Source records

=====

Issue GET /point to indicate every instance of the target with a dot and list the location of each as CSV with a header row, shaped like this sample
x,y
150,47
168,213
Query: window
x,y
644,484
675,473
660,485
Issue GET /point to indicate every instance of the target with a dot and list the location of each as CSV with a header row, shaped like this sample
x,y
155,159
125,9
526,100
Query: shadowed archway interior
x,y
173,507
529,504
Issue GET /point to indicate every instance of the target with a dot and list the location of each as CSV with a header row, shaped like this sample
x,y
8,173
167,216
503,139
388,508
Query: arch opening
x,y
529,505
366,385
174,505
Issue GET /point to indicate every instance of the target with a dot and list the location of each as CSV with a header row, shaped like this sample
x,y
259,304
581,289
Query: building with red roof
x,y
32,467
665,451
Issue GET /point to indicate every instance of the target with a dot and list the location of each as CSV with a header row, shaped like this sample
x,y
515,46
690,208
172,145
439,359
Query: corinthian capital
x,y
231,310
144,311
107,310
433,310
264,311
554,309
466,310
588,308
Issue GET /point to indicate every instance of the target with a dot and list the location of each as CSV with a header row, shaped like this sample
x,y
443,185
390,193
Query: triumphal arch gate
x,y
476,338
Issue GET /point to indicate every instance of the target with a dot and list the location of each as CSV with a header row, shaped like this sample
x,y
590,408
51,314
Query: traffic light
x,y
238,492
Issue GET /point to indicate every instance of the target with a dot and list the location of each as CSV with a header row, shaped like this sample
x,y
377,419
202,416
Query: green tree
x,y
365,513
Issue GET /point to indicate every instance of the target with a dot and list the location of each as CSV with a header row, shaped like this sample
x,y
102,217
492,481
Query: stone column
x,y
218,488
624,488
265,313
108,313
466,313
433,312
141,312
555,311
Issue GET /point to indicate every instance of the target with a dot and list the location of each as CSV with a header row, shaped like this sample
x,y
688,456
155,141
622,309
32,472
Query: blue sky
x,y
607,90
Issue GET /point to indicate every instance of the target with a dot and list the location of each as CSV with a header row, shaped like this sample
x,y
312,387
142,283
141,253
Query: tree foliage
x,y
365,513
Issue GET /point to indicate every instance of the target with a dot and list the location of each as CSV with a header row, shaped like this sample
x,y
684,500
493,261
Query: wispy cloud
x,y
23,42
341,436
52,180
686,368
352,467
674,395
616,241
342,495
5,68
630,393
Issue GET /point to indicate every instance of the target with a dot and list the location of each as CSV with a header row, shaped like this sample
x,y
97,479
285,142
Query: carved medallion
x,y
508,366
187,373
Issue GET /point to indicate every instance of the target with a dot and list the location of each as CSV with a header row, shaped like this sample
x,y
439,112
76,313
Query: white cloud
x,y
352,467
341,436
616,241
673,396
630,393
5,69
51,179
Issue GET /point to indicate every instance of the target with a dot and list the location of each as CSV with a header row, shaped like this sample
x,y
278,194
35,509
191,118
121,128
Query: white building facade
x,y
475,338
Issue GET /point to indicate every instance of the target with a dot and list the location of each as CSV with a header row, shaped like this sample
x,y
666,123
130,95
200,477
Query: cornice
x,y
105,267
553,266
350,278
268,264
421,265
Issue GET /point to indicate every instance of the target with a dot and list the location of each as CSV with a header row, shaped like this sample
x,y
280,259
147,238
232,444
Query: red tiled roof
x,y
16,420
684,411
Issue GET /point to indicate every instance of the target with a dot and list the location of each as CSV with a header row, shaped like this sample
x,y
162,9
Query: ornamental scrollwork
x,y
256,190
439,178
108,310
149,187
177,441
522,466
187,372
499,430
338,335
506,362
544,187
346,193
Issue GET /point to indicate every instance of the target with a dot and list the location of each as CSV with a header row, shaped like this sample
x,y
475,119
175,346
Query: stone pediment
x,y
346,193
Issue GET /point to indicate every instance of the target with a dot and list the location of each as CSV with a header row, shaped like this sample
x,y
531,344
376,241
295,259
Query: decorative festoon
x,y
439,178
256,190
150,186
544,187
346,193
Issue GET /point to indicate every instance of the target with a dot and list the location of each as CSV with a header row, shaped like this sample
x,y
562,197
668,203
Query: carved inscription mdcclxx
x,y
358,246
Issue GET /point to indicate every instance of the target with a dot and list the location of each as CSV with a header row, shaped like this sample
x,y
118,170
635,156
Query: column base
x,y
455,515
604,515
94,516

=====

HOW TO COMPLETE THIS TASK
Produce an exact copy of every entry above.

EXERCISE OUTPUT
Issue GET /point to indicate every instance of the target with a dot and list the location of each as CSV with a header row, shaped like this sample
x,y
150,47
168,213
Query: window
x,y
644,484
675,473
660,485
Issue GET /point to indicate every instance of the target with a dot and list the location of each as CSV with a header row, shaped like this sample
x,y
155,159
125,9
526,100
Query: shadowed archway interior
x,y
173,507
529,504
Issue GET /point to indicate every instance of the target with a dot and list the location of each as CSV with a header row, shaped like this sample
x,y
8,173
167,216
503,139
388,508
Query: arch opening
x,y
529,505
366,385
174,505
Issue GET /point to indicate every instance of the target with a dot and list the location of each as CSV with a header row, shaped like this sample
x,y
259,304
581,289
Query: building with red roof
x,y
32,467
665,451
Issue GET /point to indicate every instance of the target with a dot and list the location of each as CSV with a header row, shaped like this sample
x,y
515,46
690,208
172,145
439,359
Query: corinthian capital
x,y
231,310
144,311
107,310
433,310
264,311
554,309
466,310
588,308
Issue GET /point to indicate every instance of the target with a dot and list the location of each as CSV with a header row, shaped like this sample
x,y
443,185
390,193
Query: triumphal arch gate
x,y
476,338
Issue GET /point to indicate every instance of the target with a dot and list the location of each as CSV with a header row, shaped like this sample
x,y
590,408
51,314
Query: traffic light
x,y
238,492
Issue GET /point to indicate every instance of the target with a dot and list the location of each as CSV with a header row, shaped like this sample
x,y
377,419
202,416
Query: green tree
x,y
365,513
Issue GET /point to indicate every instance of the target with a dot and list the location of each as CSV with a header row, shaped like this sample
x,y
102,217
492,481
Query: stone column
x,y
218,488
624,488
265,313
108,313
466,313
433,312
141,312
555,311
Issue GET /point to indicate every instance of the target with a dot and list the location of each as CSV with a header row, shaped like this sample
x,y
688,456
155,141
622,309
32,472
Query: blue sky
x,y
607,90
Issue GET /point to indicate every instance of the target with a dot and list the location of each as CSV with a header row, shaped like this sample
x,y
312,387
142,283
141,253
Query: tree foliage
x,y
365,513
Issue GET /point to indicate every instance of the target with a dot and list the location of each as CSV with a header row, shaped like this sample
x,y
684,500
493,261
Query: wispy cloud
x,y
23,42
341,436
52,180
686,368
352,467
674,395
616,241
342,495
5,68
630,393
Issue GET /point to indicate every instance of the target with a dot and list the location of each as CSV with a header row, shaped like this sample
x,y
97,479
285,142
Query: carved medallion
x,y
508,366
187,373
Issue GET /point to indicate every instance of the target with a dot and list the location of each as CSV with a header row, shaped like this sample
x,y
439,112
76,313
Query: white cloud
x,y
352,467
341,436
616,241
673,396
630,393
5,69
51,179
Issue GET /point to indicate every instance of the target with a dot and list the location of each as CSV with a header row, shaped like this sample
x,y
278,194
35,509
191,118
121,128
Query: white building facade
x,y
475,338
Issue GET /point to indicate every instance of the target with a dot and list the location of each as CSV with a header row, shaped like this sample
x,y
666,123
130,95
200,477
Query: cornice
x,y
105,267
553,266
350,278
268,264
421,265
Issue GET /point to indicate every instance of the target with a dot and list the location of each as CSV with a header row, shaped like this sample
x,y
280,259
147,238
232,444
Query: red tiled roof
x,y
16,420
684,411
Issue GET /point to indicate every instance of the target with a dot and list the location of each as CSV with a header row, shaped like this sample
x,y
162,9
Query: ornamental scrollwork
x,y
256,190
439,178
108,310
149,187
177,441
522,466
187,372
499,430
338,335
506,362
544,187
346,193
Issue GET /point to indicate every instance of the target with a dot and list the location of each as CSV with a header row, shaped like this sample
x,y
475,119
175,346
Query: stone pediment
x,y
346,193
Issue GET /point to indicate every instance of the target with a dot and list the location of each as CSV with a header row, shaped like this sample
x,y
531,344
376,241
295,259
Query: decorative festoon
x,y
439,178
256,190
150,186
544,187
346,193
Issue GET /point to indicate every instance of the target with a dot and list the location of each as CSV with a header row, shaped like this sample
x,y
562,197
668,203
Query: carved inscription mdcclxx
x,y
358,246
Issue GET /point to indicate every instance of the target with a dot and list the location of each as CSV with a header row, shaped like this sample
x,y
118,170
635,156
Query: column base
x,y
455,515
604,515
94,516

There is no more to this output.